(PROVIDED RECORDS Opens)

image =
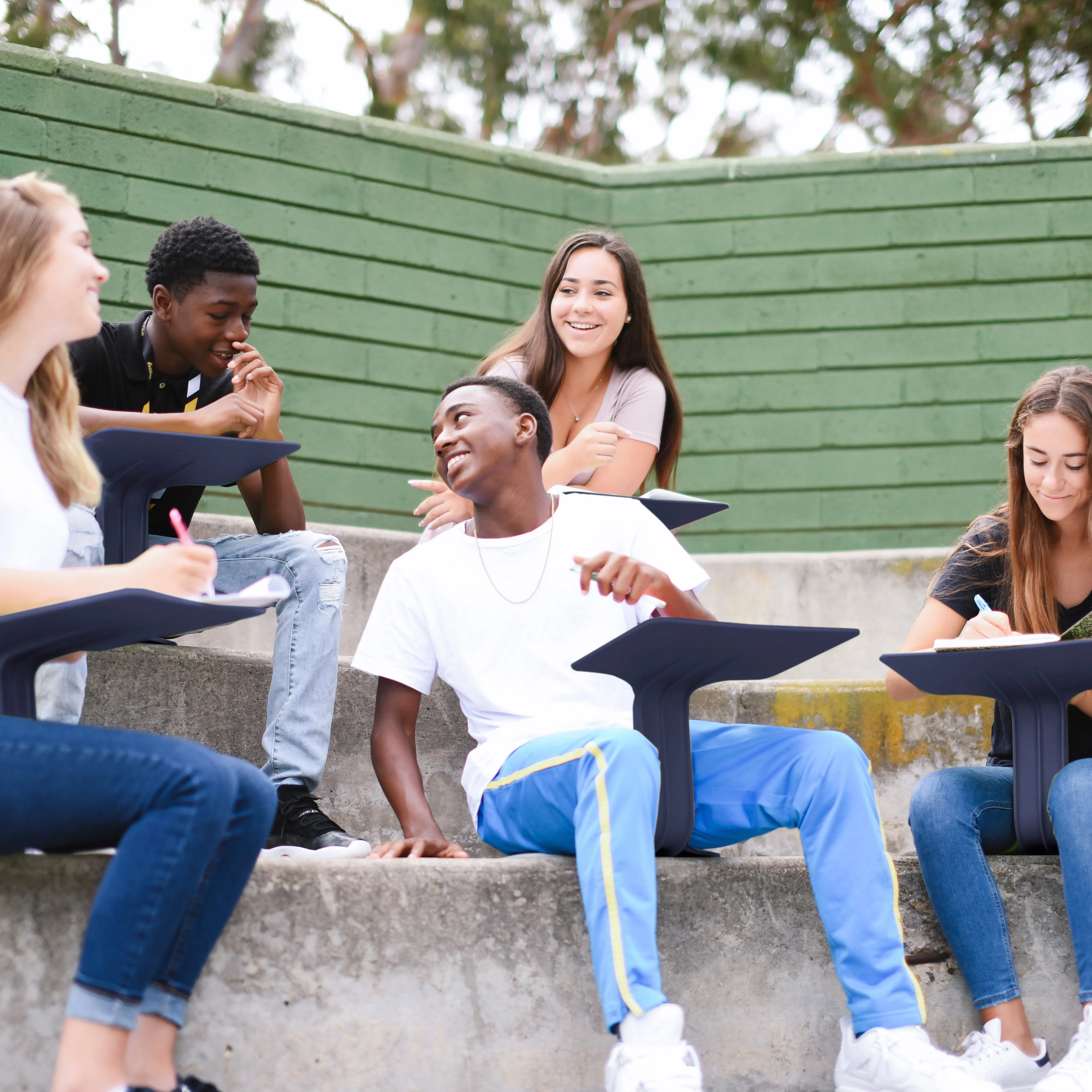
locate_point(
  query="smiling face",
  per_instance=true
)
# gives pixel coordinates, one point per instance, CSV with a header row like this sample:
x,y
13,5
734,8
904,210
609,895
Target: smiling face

(PROVIDED RECORDS Closes)
(PROVIDED RECORDS Opens)

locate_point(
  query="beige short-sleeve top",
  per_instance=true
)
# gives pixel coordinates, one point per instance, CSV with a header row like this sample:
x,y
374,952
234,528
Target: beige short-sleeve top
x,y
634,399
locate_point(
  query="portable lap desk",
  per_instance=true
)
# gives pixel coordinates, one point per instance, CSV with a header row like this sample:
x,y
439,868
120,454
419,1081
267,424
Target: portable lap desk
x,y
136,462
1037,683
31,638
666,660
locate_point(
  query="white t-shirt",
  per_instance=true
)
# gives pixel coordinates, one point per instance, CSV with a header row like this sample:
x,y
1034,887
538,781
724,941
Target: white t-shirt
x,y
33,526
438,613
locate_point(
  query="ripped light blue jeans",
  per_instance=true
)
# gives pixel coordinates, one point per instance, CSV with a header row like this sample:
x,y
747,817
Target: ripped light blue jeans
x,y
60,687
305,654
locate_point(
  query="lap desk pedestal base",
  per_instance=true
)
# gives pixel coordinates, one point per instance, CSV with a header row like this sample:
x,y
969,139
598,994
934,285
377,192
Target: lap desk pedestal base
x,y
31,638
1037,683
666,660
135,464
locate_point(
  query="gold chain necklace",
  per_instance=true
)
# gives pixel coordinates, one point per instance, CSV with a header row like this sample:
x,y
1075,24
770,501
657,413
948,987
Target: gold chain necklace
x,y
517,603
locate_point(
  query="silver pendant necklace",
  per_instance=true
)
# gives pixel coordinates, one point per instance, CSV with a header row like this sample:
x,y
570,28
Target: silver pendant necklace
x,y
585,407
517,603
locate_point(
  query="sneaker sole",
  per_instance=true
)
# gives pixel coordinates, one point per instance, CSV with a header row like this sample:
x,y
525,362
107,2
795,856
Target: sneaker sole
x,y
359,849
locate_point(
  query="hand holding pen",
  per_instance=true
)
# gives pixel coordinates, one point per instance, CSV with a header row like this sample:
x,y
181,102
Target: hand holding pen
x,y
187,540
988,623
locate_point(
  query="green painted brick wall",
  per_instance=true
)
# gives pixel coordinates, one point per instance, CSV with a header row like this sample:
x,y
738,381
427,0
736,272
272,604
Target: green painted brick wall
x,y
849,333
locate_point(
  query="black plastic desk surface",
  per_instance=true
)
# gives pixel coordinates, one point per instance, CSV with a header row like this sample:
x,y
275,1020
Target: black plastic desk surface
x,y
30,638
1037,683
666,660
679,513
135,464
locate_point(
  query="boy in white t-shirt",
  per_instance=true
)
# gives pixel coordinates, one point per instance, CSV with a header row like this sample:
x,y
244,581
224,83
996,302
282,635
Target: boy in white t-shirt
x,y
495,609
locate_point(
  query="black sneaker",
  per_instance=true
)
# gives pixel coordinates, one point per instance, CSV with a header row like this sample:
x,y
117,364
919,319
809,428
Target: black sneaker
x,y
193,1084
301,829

(PROVIDED RECORDS Closes)

» EXERCISE AIM
Where a line in the listing above contains "smiling", copy that line.

» RESULT
  query="smiling face",
Target: smiling face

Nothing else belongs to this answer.